> [Records provided]:

[Begin]

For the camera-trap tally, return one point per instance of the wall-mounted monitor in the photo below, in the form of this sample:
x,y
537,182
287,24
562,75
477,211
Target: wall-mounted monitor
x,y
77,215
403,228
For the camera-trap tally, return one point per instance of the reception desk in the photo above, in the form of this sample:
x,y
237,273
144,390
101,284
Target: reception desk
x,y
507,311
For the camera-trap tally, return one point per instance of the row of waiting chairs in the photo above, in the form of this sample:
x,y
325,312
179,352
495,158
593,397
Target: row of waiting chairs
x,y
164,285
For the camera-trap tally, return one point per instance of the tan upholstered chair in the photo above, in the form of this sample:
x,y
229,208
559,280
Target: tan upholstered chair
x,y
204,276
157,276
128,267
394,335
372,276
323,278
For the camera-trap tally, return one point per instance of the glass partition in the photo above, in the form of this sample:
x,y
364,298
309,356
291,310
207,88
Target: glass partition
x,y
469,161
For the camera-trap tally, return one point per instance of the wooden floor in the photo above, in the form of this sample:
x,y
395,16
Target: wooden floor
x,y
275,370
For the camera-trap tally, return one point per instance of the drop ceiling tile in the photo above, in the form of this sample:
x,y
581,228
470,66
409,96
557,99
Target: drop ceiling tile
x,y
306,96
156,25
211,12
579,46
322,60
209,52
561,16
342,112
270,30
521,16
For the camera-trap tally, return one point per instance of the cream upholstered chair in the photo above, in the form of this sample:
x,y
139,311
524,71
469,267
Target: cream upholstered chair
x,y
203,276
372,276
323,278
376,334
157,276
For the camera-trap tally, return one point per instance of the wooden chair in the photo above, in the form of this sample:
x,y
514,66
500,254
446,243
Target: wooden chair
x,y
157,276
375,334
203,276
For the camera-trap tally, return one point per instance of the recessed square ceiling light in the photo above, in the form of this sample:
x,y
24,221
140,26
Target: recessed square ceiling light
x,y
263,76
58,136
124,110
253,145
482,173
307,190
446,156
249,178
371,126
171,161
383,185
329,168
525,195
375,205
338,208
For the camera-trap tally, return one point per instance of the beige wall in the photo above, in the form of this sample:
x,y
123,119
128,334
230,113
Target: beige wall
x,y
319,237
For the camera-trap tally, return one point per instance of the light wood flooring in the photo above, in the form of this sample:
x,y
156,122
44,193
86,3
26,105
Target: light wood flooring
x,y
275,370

[End]

> [Short problem]:
Return all of the rows above, copying every line word for word with nothing changed.

> [Solution to the problem]:
For the camera-trap tally, return one point per instance of the wall-mounted monitor in the photo below, in the form of this sample:
x,y
537,182
287,24
562,75
477,211
Target: wall-mounted monitor
x,y
77,215
403,228
For the camera-trap tally, return one point per instance of the reception desk in the photo above, in the form of this sample:
x,y
237,273
144,390
101,284
Target: reception desk
x,y
507,311
For the camera-trap tally, return one point per instance of the row of waiting chairs in the photo above, in the form of this sample:
x,y
325,312
179,352
495,158
593,397
Target: row of waiting chairs
x,y
164,285
For the camera-trap tally, return one point per instance of the tan upholstered chair in the photo above, in the form of this sample:
x,y
229,208
559,280
Target: tan upholstered chair
x,y
204,276
157,276
128,267
394,335
372,276
323,278
For the camera-trap tally, return one point per instance of the glass partition in the photo above, in the form of this sample:
x,y
364,298
309,356
291,310
207,88
Target: glass partition
x,y
469,161
For the camera-trap tally, return one point per instance of the wooden floor in the photo above, in the form of this sample:
x,y
395,16
Target: wooden floor
x,y
275,370
For the camera-trap tally, return one point per instance of the drop ceiling tile in the photo above, in the form of this sample:
x,y
581,228
470,66
409,96
557,99
Target: drop ceiling tile
x,y
306,96
156,25
211,12
579,46
322,60
209,52
561,16
342,112
270,30
521,16
For the camera-trap tally, return one point per instance of the cream upholstered chair in the photo above, in the form of this sample:
x,y
139,311
524,71
469,267
Target: cream upholstered chair
x,y
203,276
372,276
323,278
376,334
157,276
For the camera-trap tally, return one point per instance of the wooden chair in the photo above, in the form of this sample:
x,y
514,66
500,254
446,243
Target: wooden chair
x,y
157,276
375,334
203,276
For the camera-trap tally, return one point per instance of the recessed square ceiling light in the photo above, in the form of this sample:
x,y
24,221
140,26
Target: recessed square ceiling light
x,y
263,76
58,136
124,110
253,145
482,173
307,190
446,156
249,178
371,126
171,161
383,185
329,168
525,195
375,205
338,208
For the camera-trap tally, return one point per instance of the beige wall in the photo above, in the form of this sample:
x,y
123,119
128,334
230,113
Target: beige wall
x,y
319,237
For the camera-trap tally, return one point per instance of the light wood flooring in the photo above, in the form of this sample:
x,y
156,122
44,193
86,3
26,105
Target: light wood flooring
x,y
275,370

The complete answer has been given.